* Task objective *
Print exactly the lines from the line with "If you could point at the white shorts" to the last line of the data, please, both included.

◆ ◆ ◆ ◆ ◆ ◆ ◆

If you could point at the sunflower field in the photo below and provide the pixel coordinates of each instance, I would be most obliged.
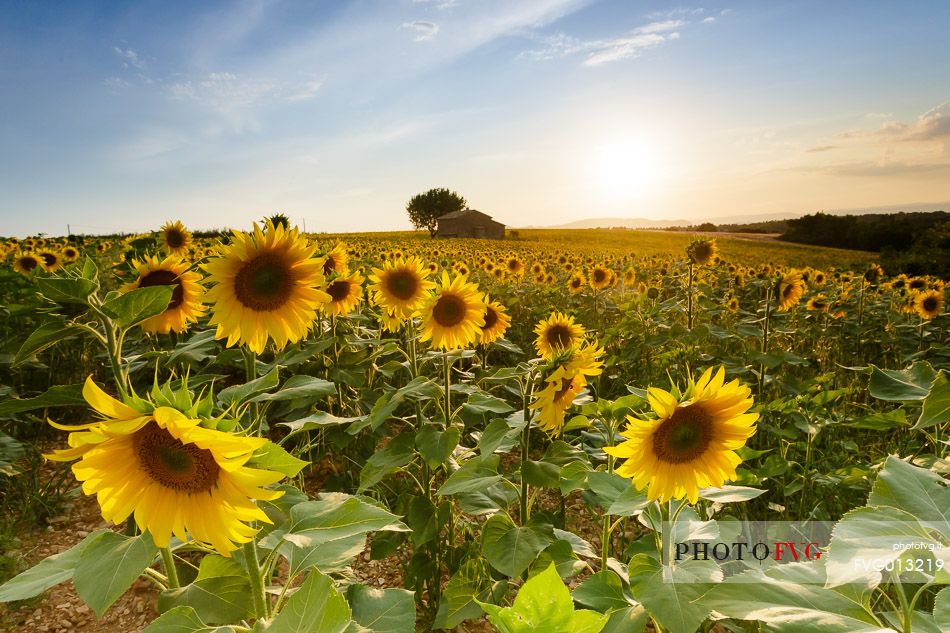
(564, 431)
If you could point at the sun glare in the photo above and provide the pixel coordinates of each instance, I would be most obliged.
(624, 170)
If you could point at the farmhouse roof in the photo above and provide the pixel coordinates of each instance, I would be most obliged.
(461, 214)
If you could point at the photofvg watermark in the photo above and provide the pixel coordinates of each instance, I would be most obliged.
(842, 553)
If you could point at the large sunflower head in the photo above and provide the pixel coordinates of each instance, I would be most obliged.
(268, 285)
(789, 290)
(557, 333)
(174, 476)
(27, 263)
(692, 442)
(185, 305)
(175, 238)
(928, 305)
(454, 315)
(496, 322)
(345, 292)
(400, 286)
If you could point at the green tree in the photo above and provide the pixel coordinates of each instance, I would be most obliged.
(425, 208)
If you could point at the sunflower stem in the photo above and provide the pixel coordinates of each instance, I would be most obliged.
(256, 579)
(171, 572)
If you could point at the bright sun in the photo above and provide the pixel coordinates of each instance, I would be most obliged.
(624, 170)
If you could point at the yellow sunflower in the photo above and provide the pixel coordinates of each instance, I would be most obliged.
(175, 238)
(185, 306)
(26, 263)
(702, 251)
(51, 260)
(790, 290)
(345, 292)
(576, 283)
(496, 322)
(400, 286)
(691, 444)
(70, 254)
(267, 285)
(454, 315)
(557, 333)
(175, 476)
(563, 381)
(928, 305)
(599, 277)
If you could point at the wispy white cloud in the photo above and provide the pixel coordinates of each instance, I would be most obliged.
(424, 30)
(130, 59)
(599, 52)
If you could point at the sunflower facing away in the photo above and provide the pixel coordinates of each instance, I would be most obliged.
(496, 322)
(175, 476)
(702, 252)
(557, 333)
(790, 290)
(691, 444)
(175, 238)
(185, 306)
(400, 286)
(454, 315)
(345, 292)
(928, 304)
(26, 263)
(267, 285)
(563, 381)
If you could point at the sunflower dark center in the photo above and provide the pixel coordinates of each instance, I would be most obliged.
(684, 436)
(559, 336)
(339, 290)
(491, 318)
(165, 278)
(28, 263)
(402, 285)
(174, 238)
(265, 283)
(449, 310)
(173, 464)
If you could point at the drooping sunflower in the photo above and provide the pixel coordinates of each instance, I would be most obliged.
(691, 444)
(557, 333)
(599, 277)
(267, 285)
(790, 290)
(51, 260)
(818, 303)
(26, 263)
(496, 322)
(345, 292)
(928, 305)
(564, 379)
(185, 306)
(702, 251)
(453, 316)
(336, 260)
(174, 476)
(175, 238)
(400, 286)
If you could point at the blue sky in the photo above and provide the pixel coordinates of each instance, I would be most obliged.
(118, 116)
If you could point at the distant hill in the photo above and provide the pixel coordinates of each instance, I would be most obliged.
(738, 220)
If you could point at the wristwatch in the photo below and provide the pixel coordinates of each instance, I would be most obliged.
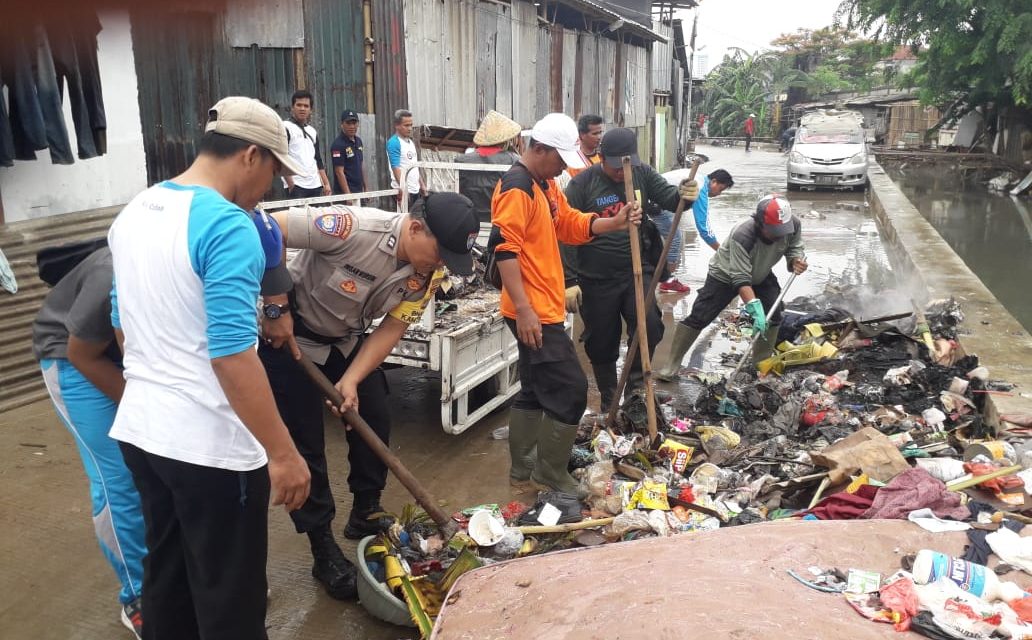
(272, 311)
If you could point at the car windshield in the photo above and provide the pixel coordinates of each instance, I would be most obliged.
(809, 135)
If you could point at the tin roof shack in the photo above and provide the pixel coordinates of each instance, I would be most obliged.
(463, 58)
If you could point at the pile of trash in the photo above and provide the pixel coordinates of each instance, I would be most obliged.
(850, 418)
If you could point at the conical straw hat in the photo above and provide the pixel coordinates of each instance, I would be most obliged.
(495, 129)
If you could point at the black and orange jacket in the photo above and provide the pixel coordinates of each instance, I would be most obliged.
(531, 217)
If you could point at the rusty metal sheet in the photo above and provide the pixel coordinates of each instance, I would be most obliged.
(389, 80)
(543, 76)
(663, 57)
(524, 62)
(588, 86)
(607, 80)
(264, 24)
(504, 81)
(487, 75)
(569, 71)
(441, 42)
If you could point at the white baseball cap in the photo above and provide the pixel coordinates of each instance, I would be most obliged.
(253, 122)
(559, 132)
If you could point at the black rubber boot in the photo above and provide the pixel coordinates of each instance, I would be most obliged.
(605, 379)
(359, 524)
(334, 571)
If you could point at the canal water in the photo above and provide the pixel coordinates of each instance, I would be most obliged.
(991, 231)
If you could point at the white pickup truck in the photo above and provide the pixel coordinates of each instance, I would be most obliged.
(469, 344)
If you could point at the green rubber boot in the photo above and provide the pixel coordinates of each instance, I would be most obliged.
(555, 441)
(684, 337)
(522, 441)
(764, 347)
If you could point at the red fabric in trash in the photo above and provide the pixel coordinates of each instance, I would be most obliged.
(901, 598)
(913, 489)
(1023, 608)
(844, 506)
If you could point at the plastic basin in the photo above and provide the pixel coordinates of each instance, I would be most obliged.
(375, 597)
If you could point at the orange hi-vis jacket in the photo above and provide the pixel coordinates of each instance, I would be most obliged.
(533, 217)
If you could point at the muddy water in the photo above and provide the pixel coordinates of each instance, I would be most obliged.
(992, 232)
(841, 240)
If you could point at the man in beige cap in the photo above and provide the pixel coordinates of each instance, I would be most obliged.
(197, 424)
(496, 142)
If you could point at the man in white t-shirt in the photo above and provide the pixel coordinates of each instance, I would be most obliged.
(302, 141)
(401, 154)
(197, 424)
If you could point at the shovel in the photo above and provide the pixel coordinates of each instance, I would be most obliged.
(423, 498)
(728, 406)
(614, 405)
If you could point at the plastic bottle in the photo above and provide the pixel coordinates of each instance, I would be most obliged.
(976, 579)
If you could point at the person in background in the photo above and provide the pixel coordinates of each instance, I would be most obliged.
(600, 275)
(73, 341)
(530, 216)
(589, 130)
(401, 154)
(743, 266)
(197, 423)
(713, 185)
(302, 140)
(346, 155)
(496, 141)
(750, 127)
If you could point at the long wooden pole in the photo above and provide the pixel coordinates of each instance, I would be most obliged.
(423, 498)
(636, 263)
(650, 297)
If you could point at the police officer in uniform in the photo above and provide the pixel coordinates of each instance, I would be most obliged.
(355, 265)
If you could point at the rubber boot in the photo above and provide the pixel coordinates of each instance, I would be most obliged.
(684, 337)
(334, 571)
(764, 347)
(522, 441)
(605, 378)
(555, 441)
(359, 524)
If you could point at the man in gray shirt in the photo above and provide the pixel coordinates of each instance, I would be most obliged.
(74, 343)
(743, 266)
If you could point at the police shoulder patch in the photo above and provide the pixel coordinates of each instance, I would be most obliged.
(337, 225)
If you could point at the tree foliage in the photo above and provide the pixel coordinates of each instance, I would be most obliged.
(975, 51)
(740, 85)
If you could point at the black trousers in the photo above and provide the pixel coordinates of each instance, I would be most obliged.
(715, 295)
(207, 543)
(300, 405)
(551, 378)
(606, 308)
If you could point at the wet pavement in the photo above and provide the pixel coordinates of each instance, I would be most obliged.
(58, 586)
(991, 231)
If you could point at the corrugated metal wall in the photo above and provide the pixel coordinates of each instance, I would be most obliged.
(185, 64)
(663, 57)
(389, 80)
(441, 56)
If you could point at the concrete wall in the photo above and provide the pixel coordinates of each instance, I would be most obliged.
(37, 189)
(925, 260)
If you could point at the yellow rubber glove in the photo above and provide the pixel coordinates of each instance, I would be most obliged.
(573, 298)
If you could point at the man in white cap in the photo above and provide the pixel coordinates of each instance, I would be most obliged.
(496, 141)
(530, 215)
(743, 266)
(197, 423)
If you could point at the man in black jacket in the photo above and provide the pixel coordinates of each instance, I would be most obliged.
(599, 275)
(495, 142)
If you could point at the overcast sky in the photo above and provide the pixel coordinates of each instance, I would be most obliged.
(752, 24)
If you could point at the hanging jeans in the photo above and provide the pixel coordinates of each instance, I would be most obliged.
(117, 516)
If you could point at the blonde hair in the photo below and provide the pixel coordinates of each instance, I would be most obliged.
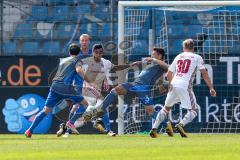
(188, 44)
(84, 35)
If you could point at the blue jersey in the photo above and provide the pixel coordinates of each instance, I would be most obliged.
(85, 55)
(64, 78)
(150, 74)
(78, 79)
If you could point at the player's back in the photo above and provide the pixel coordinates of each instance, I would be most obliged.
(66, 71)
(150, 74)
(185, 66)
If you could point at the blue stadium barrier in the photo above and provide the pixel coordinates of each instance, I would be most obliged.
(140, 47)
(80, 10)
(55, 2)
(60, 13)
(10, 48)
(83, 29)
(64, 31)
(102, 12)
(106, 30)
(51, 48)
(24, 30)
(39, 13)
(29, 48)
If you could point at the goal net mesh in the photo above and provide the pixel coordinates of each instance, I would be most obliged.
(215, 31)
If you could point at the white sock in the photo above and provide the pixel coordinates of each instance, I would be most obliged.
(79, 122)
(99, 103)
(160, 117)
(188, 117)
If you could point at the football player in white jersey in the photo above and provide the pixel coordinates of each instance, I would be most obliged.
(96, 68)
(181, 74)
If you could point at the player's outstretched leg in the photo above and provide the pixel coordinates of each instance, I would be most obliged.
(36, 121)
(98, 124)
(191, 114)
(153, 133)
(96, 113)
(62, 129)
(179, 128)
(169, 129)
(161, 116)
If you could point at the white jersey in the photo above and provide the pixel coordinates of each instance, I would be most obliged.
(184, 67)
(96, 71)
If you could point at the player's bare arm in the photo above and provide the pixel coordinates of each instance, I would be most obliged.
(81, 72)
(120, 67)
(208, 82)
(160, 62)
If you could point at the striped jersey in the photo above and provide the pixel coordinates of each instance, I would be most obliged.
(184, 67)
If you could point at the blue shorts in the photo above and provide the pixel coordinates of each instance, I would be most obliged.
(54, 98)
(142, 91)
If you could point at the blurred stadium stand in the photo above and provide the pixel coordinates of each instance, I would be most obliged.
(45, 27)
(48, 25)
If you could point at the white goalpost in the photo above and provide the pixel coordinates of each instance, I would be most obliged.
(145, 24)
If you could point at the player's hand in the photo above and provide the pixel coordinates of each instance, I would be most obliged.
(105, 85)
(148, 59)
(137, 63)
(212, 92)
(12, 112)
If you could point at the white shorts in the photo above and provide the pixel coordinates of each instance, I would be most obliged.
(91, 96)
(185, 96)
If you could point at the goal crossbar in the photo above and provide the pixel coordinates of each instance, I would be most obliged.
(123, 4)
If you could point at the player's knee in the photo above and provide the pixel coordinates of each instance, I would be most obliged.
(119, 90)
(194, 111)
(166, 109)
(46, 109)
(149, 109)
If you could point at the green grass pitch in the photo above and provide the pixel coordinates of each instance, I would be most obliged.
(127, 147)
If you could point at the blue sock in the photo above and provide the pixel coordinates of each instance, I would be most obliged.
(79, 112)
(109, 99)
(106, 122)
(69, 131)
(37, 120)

◆ ◆ ◆ ◆ ◆ ◆ ◆

* Solved exercise *
If you could point at the white shorts in the photo above and provide the pixel coordinates of each instance, I would be most obliged.
(91, 96)
(185, 96)
If you could point at the goal crossbar in the photo above and provide the pixel coordinates of each instance, I would be most obliged.
(123, 4)
If you could point at the player's knee in the photo above and provide the pixel coordinates of each instance, I would be most obliged.
(119, 90)
(194, 111)
(166, 109)
(46, 109)
(149, 109)
If you could point at the green grass pitch in the photo above and provide the pixel coordinates of each instance, I would be most obliged.
(127, 147)
If you could point at the blue sock in the photo above and provide the pixel coordinates of each instance, I would be most obliged.
(79, 112)
(109, 99)
(106, 122)
(69, 131)
(37, 120)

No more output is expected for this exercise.